▶ **Fragment tekstu**
****

Ks. prof. dr hab. Włodzimierz Wołyniec Rektor Papieskiego Wydziału Teologicznego we Wrocławiu
TEOLOG W SŁUŻBIE CZŁOWIEKOWI I KOŚCIOŁOWI Laudacja z okazji nadania kardynałowi Gerhardowi Ludwigowi Müllerowi, prefektowi Kongregacji Nauki Wiary, doktoratu honoris causa Papieskiego Wydziału Teologicznego we Wrocławiu
Drodzy i szanowni uczestnicy dzisiejszej uroczystości!W moim wystąpieniu chcę podjąć próbę przedstawienia naszego dzisiejszego Doktora honoris causa, uwzględniając jego najbardziej oryginalne i najgłębsze zarazem aspekty teologicznej posługi. Każdy człowiek wyraża siebie i określa poprzez słowo i czyn. Dlatego słuchając słów kardynała Müllera i patrząc na jego czyny można określić go jako teologa, który jest najbliżej życia, który żyje i pracuje w komunii Kościoła, sięgając do fundamentów teologicznej budowli.
TEOLOG NAJBLIŻSZY ŻYCIU
Jeżeli dobra teologia nie może być jedynie teorią i czysto intelektualnym wysiłkiem ludzkiego umysłu, lecz musi być bliska codziennemu życiu, to teologię kardynała Gerharda Ludwiga Müllera można określić jako teologię najbliższą życiu. Po zakończeniu wykładów i akademickich dysput profesor Müller wyjeżdżał w przerwach semestralnych z Monachium przez ponad czternaście lat do najuboższych wiosek peruwiańskich Andów i do dzielnic slumsów Limy, La Paz czy Sao Paolo, dzieląc życie przez osiem tygodni z najuboższymi ludźmi. O tym doświadczeniu sam wyznaje: „Dla mojego własnego teologicznego rozwoju to odwrócenie kolejności od teorii do praktyki, w kierunku potrójnego kroku: ‘widzieć-oceniać-działać’ okazało się decydujące”[1]. Teologiczne myślenie monachijskiego Profesora zmieniało się i kształtowało przez bezpośredni kontakt ze skrajnym ubóstwem, kiedy sypiał na udeptanej stopami gliniastej glebie w prymitywnych chatkach Campesinos, kiedy znosił niewygody związane z pchłami i świnkami morskimi, kiedy jadał pospolitą zupę ziemniaczaną i kukurydzę na parze, kiedy doświadczał całkowitego braku opieki lekarskiej, elektryczności i toalet. Na bazie tego doświadczenia poznanie misterium wcielonego Słowa, które stało się człowiekiem i zamieszkało między nami (por. J 1,14), misterium Trójjedynego Boga, który jest miłością (por. 1J 4,8.12) objawionego przez Jezusa, misterium Kościoła i poznanie wszystkich innych tajemnic chrześcijańskiej wiary pogłębiało się i umacniało.

****

▶ **Udostępniony materiał**

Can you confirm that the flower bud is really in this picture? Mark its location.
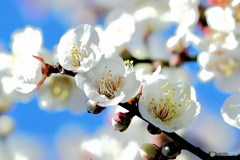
[161,142,181,159]
[112,112,132,132]
[86,99,106,114]
[147,123,162,135]
[0,116,14,137]
[139,143,161,160]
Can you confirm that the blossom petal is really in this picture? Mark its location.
[116,72,141,103]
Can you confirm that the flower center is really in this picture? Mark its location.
[99,70,120,99]
[66,42,89,67]
[217,58,238,77]
[149,82,192,121]
[49,76,73,101]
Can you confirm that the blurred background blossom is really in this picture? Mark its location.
[0,0,240,160]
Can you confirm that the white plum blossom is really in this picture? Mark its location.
[133,0,171,31]
[221,93,240,129]
[198,49,240,92]
[57,24,102,73]
[39,75,86,113]
[75,53,141,106]
[139,68,201,132]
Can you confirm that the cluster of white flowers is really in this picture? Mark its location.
[7,22,200,135]
[3,0,240,159]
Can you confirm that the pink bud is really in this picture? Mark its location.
[86,99,106,114]
[139,143,161,160]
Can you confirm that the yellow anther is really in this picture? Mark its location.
[166,82,169,86]
[53,87,61,94]
[180,89,184,94]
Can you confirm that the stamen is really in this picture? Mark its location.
[99,70,120,99]
[66,42,89,67]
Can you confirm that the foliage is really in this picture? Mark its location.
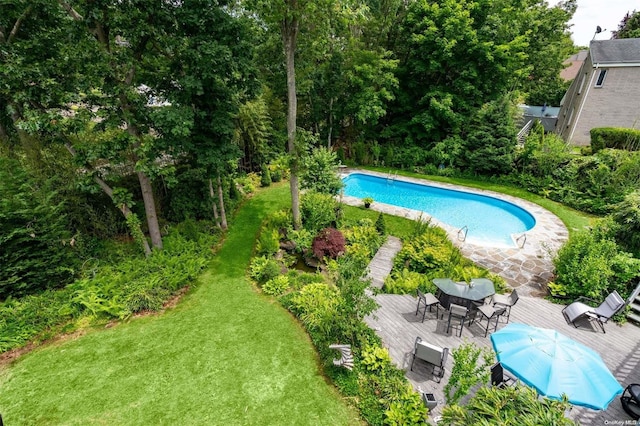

****

▶ **Problemy i zadania**
a: Zastąp we wszystkich rekordach „Mark its location” wyrażeniem „Show where it is” i przepisz je bez innych zmian, pomijając obrazy.
b: Rozwiń laudację na cześć kardynała Müllera, kontynuując ją od miejsca, w którym się kończy.

▶ **Odpowiedzi do ćwiczenia**
a:
Can you confirm that the flower bud is really in this picture? Show where it is.
[161,142,181,159]
[112,112,132,132]
[86,99,106,114]
[147,123,162,135]
[0,116,14,137]
[139,143,161,160]
Can you confirm that the blossom petal is really in this picture? Show where it is.
[116,72,141,103]
Can you confirm that the flower center is really in this picture? Show where it is.
[99,70,120,99]
[66,42,89,67]
[217,58,238,77]
[149,82,192,121]
[49,76,73,101]
Can you confirm that the blurred background blossom is really in this picture? Show where it is.
[0,0,240,160]
Can you confirm that the white plum blossom is really in this picture? Show where it is.
[133,0,171,31]
[221,93,240,129]
[198,49,240,92]
[57,24,102,73]
[39,75,86,113]
[75,53,141,106]
[139,68,201,132]
Can you confirm that the cluster of white flowers is really in this picture? Show where it is.
[7,22,200,135]
[3,0,240,159]
Can you confirm that the pink bud is really in this picture? Show where it is.
[86,99,106,114]
[139,143,161,160]
Can you confirm that the yellow anther is really in this picture? Show where it is.
[166,82,169,86]
[53,87,61,94]
[180,89,184,94]
Can you confirm that the stamen is really in this picture? Show where it is.
[99,70,120,99]
[66,42,89,67]
Can you confirm that the foliage is really in this picture? Show where it is.

b:
Wchodząc w życie najuboższych kardynał Müller poświadcza, że do zrozumienia Jezusa Chrystusa i Jego Ewangelii nie wystarczy czytanie Pisma Świętego i książek. Potrzebny jest także bezpośredni kontakt z ubogimi i wejście w ich świat, jak uczynił to wcielony Syn Boży stając się dla nas ubogim, aby nas swoim ubóstwem ubogacić (por. 2Kor 8,9). Jeżeli Objawienie Boże dokonywało się poprzez konkretne historyczne wydarzenia i sytuacje życiowe, to także dzisiaj dociera ono do każdego z nas i staje się zrozumiałe poprzez konkretną ludzką rzeczywistość, poprzez wejście w ludzki świat, zwłaszcza w świat ludzi ubogich, z którymi najbardziej jednoczy się wcielony Syn Boży. Oczywiście taka teologia, którą można nazwać teologią najbliższą życiu, musi powalać na kolana, czyli musi stawać się teologią na kolanach, ponieważ wejście w świat najuboższych i dzielenie ich życia wymaga Bożego światła i mocy.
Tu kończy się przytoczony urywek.